[Begin Material for this exercise]

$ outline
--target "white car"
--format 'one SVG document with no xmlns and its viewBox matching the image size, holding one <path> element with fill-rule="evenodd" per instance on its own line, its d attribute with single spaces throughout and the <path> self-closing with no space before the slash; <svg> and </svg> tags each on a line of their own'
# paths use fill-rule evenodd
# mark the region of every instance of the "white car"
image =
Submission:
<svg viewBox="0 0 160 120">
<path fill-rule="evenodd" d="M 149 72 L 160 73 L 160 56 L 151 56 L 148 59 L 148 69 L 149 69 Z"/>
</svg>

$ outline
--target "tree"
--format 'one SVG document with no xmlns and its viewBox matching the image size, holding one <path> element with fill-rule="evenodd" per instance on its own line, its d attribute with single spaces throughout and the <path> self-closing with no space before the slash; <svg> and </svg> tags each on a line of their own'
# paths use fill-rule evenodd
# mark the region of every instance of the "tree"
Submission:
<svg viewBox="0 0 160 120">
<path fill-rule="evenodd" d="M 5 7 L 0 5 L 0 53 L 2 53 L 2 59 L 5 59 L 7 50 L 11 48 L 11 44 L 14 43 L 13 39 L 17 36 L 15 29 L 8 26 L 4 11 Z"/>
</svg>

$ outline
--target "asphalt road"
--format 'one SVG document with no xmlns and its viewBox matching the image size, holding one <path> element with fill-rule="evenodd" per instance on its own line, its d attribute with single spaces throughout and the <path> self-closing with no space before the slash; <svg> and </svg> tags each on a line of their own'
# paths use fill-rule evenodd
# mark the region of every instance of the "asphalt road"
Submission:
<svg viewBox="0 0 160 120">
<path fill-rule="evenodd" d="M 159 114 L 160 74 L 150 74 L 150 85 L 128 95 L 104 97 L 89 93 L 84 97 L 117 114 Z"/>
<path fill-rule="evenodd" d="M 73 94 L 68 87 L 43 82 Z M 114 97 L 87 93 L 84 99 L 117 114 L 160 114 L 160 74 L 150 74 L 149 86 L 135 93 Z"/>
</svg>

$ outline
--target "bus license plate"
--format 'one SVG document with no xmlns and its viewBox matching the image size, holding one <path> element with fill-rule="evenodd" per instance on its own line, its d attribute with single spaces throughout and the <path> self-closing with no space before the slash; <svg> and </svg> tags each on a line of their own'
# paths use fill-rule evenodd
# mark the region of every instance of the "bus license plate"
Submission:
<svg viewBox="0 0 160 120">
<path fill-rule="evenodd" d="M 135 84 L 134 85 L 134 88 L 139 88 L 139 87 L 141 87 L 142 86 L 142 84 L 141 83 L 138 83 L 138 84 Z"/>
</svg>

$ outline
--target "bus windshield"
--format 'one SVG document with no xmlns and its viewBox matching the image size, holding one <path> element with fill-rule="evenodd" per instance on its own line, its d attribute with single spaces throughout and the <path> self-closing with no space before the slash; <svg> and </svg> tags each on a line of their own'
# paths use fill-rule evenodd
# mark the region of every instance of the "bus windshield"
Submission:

[End Material for this exercise]

Exercise instructions —
The whole listing above needs to be written out again exactly.

Solution to the problem —
$ outline
--target "white car"
--format 'one SVG document with no xmlns and its viewBox matching the image size, holding one <path> element with fill-rule="evenodd" per instance on its own line, its d attribute with single spaces throughout and the <path> self-closing with no space before the slash; <svg> and </svg> tags each on a line of their own'
# paths use fill-rule evenodd
# mark the region of every instance of the "white car"
image =
Submission:
<svg viewBox="0 0 160 120">
<path fill-rule="evenodd" d="M 149 72 L 160 73 L 160 56 L 151 56 L 148 59 L 148 69 L 149 69 Z"/>
</svg>

$ outline
--target "tree"
--format 'one SVG document with no xmlns and its viewBox matching the image size, holding one <path> element with fill-rule="evenodd" per instance on its own line, its d attribute with single spaces throughout and the <path> self-closing with no space before the slash; <svg> and </svg> tags each on a line of their own'
# paths use fill-rule evenodd
# mark the region of every instance of the "tree"
Submission:
<svg viewBox="0 0 160 120">
<path fill-rule="evenodd" d="M 5 7 L 0 5 L 0 53 L 2 53 L 2 59 L 5 59 L 7 50 L 11 48 L 11 44 L 14 43 L 13 39 L 17 36 L 15 29 L 8 26 L 4 11 Z"/>
</svg>

$ outline
--target "asphalt road"
--format 'one SVG document with no xmlns and its viewBox matching the image size, holding one <path> element with fill-rule="evenodd" per instance on its own line, its d attribute with single spaces throughout and the <path> self-closing with no space before the slash; <svg> and </svg> tags each on a line of their own'
# paths use fill-rule evenodd
# mark the region of every instance of the "asphalt road"
Submission:
<svg viewBox="0 0 160 120">
<path fill-rule="evenodd" d="M 159 114 L 160 74 L 150 74 L 150 85 L 128 95 L 104 97 L 89 93 L 84 97 L 117 114 Z"/>
<path fill-rule="evenodd" d="M 73 94 L 68 87 L 43 82 Z M 114 97 L 87 93 L 84 99 L 117 114 L 160 114 L 160 74 L 150 74 L 149 86 L 135 93 Z"/>
</svg>

$ outline
--target "bus license plate"
--format 'one SVG document with no xmlns and its viewBox matching the image size, holding one <path> element with fill-rule="evenodd" per instance on its own line, its d attribute with single spaces throughout and the <path> self-closing with no space before the slash; <svg> and </svg> tags each on a line of their own'
# paths use fill-rule evenodd
# mark the region of every instance of the "bus license plate"
Submission:
<svg viewBox="0 0 160 120">
<path fill-rule="evenodd" d="M 135 84 L 134 85 L 134 88 L 139 88 L 139 87 L 141 87 L 142 86 L 142 84 L 141 83 L 138 83 L 138 84 Z"/>
</svg>

$ outline
--target "bus windshield"
--format 'one SVG document with no xmlns and its viewBox matching the image size, holding one <path> element with fill-rule="evenodd" per instance on its own line, its d attribute with single spaces throughout and the <path> self-closing with no space before the slash; <svg> and </svg> tags each on a line of their own'
# paths use fill-rule evenodd
# mark the region of every instance of the "bus windshield"
Submission:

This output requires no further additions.